Task data Start Marker

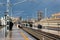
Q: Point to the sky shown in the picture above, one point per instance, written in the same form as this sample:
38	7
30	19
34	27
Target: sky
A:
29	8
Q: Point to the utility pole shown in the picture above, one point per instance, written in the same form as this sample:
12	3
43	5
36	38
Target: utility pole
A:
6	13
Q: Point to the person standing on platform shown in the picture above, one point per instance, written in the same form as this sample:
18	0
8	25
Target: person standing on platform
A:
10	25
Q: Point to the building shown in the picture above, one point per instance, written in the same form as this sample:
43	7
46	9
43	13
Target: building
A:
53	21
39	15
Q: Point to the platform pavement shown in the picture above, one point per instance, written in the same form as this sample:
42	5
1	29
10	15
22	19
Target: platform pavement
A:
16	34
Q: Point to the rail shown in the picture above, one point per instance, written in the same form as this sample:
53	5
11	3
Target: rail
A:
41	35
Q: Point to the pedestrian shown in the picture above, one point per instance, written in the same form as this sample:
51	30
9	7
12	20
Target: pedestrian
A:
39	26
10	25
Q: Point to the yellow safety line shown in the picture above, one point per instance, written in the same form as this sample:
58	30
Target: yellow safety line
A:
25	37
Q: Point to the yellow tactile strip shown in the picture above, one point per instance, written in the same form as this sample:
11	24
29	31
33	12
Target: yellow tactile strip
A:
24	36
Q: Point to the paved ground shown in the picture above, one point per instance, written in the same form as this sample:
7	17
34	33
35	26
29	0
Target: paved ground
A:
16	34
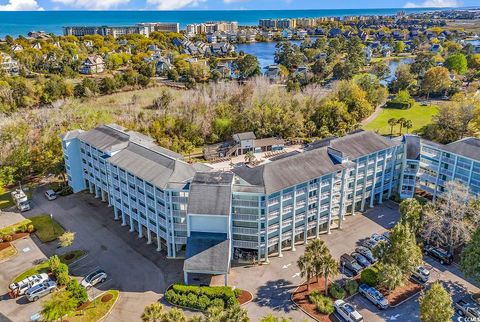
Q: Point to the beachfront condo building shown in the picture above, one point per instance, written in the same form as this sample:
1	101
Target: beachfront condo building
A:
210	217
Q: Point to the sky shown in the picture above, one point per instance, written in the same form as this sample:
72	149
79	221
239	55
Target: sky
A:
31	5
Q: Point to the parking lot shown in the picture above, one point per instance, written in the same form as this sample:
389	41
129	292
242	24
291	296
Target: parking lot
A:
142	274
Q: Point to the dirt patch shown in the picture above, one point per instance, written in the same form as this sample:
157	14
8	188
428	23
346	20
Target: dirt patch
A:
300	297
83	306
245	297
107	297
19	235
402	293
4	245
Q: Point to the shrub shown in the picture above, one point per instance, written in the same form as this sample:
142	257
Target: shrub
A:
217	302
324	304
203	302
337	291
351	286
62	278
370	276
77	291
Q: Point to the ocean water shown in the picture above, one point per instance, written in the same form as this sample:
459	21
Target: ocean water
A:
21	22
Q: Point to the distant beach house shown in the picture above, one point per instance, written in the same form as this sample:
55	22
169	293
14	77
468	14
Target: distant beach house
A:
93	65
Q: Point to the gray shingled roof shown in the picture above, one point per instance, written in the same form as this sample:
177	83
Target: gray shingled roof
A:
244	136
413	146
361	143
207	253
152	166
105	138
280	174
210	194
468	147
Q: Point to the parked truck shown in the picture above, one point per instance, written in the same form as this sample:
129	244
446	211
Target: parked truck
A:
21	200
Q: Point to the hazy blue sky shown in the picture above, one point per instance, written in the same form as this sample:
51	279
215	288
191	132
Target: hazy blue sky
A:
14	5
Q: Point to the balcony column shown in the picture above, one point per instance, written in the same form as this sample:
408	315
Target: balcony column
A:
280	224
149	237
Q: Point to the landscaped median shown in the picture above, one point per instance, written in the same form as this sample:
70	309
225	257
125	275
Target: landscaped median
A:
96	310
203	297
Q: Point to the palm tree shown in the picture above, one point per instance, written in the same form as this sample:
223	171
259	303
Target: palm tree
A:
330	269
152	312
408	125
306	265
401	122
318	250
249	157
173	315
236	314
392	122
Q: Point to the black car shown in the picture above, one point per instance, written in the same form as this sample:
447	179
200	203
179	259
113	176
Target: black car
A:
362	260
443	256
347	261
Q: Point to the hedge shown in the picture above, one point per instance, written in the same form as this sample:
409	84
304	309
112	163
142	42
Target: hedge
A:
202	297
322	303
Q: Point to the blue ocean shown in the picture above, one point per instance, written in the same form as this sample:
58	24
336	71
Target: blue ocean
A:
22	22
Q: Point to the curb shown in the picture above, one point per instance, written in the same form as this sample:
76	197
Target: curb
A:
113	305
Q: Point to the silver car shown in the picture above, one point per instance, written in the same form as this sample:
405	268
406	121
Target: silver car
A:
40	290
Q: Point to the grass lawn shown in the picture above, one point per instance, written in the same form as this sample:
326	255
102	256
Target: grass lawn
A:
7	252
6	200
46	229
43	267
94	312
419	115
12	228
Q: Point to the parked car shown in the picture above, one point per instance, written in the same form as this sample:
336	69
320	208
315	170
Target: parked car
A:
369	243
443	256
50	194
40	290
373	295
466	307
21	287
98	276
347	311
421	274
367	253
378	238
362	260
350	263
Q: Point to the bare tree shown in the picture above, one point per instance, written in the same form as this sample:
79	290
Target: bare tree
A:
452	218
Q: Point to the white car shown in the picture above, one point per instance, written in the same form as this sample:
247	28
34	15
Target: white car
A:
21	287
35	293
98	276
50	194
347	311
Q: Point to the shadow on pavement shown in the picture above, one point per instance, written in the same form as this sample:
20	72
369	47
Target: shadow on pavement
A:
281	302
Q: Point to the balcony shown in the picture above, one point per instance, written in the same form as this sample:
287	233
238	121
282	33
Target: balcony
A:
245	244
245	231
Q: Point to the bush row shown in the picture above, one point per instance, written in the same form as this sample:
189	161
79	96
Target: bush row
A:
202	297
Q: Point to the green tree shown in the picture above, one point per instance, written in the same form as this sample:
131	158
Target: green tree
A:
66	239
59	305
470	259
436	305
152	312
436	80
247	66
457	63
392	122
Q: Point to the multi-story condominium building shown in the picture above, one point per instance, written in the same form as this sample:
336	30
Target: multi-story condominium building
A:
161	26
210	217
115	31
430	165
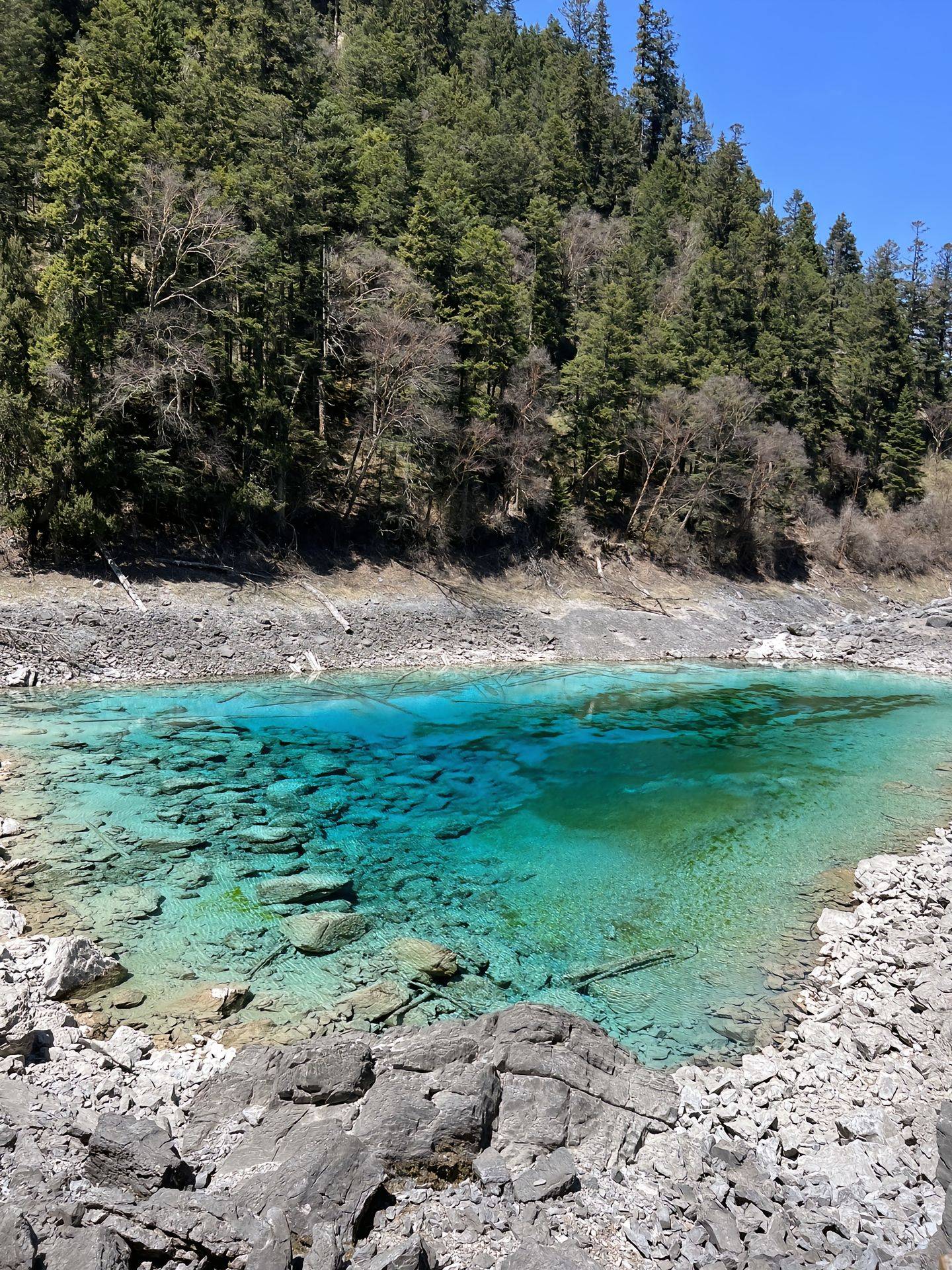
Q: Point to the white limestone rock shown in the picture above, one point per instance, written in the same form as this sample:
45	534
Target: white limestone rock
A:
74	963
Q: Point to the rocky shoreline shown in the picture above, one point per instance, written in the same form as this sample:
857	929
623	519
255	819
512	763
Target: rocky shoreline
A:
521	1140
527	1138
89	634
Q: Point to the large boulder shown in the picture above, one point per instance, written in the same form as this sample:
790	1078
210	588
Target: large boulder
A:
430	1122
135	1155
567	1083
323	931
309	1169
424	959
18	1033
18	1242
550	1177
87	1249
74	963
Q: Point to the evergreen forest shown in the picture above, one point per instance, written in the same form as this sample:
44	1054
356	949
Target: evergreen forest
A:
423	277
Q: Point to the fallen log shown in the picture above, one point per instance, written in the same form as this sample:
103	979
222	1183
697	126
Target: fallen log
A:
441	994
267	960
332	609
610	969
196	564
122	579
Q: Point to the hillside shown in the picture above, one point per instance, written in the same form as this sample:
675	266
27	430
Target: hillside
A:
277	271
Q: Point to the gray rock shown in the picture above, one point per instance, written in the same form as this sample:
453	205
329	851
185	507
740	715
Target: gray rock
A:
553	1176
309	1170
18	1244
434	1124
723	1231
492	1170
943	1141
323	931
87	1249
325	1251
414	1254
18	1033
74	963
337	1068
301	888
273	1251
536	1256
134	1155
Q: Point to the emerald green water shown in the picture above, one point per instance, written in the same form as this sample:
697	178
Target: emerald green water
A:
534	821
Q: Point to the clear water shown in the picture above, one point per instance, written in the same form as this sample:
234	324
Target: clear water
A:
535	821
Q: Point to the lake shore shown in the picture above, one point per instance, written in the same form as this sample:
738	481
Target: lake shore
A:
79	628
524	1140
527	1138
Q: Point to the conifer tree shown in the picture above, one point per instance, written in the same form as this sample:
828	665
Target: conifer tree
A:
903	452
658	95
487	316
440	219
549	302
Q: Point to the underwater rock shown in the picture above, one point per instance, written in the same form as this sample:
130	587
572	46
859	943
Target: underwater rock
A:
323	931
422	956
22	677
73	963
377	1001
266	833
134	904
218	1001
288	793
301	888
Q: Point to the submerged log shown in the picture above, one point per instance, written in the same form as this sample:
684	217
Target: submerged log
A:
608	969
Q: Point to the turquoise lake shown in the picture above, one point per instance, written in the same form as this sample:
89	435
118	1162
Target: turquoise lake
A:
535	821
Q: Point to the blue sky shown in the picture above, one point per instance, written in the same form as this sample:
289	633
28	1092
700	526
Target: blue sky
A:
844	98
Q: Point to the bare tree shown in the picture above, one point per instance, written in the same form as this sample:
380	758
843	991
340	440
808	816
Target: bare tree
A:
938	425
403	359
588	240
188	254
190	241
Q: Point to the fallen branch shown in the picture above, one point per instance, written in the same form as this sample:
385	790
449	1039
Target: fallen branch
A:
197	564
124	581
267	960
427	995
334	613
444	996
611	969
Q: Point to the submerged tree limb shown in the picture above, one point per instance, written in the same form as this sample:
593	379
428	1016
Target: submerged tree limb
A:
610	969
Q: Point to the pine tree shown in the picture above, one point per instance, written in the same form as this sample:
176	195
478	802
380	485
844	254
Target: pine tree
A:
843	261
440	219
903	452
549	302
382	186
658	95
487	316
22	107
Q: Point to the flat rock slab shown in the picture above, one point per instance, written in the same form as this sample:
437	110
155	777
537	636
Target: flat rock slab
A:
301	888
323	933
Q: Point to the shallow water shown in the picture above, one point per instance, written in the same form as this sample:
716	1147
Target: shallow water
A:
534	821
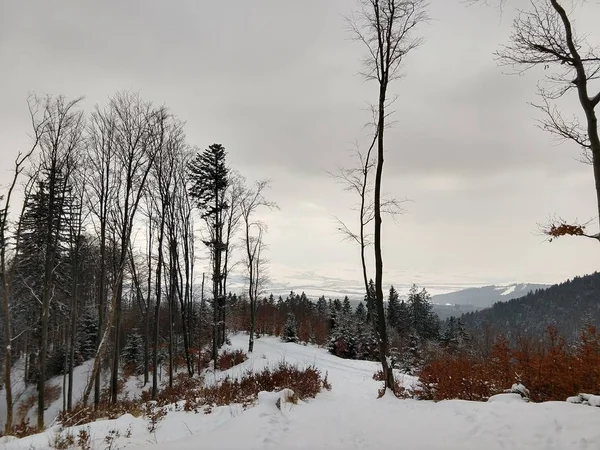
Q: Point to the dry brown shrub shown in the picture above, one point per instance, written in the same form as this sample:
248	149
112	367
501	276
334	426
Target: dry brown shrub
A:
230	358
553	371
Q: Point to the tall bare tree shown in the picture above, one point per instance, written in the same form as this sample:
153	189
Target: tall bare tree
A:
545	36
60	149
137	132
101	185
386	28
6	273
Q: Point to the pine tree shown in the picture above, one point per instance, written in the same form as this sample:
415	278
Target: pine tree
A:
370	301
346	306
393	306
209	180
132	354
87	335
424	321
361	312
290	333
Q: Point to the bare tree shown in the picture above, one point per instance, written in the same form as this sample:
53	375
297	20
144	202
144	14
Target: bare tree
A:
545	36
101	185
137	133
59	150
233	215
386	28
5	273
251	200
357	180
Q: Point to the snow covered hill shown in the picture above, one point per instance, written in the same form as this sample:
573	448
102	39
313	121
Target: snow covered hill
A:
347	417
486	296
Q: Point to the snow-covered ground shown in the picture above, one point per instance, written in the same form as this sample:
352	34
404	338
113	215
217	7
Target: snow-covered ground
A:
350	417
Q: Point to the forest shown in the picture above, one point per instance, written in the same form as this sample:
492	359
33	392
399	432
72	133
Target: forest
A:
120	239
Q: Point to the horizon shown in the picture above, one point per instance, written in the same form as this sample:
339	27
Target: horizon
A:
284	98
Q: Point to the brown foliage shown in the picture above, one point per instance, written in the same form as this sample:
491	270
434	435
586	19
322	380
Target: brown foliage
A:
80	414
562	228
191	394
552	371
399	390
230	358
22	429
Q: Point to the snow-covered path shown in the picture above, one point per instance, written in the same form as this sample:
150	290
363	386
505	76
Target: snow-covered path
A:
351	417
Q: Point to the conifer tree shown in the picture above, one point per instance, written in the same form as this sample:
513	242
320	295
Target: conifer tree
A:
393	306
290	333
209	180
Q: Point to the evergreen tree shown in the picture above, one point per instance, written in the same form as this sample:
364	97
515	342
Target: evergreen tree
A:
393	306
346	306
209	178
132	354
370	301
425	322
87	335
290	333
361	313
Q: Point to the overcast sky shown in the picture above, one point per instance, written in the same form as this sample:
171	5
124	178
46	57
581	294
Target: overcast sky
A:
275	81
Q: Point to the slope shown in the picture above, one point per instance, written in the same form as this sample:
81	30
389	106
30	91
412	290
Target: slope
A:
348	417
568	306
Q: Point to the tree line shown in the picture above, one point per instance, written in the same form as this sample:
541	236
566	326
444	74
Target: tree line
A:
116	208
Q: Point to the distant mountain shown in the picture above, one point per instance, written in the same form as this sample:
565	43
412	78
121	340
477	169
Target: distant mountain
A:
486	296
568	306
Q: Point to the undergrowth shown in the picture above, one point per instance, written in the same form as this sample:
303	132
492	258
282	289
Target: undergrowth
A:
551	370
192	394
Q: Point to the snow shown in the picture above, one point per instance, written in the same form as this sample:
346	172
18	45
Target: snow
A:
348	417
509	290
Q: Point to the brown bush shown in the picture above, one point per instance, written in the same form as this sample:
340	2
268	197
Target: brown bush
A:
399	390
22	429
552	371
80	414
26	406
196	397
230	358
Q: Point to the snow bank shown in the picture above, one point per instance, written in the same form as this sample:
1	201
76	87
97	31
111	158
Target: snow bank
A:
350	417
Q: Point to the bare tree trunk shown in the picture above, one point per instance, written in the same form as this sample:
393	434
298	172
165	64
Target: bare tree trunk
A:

Task data End Marker

Task description:
Would you please filter the lines above and copy every one that includes "hazy"?

Answer below:
Q: Point to the hazy blue sky shown in the picture above, one point per instance, written in the same form as this sample:
Target: hazy blue sky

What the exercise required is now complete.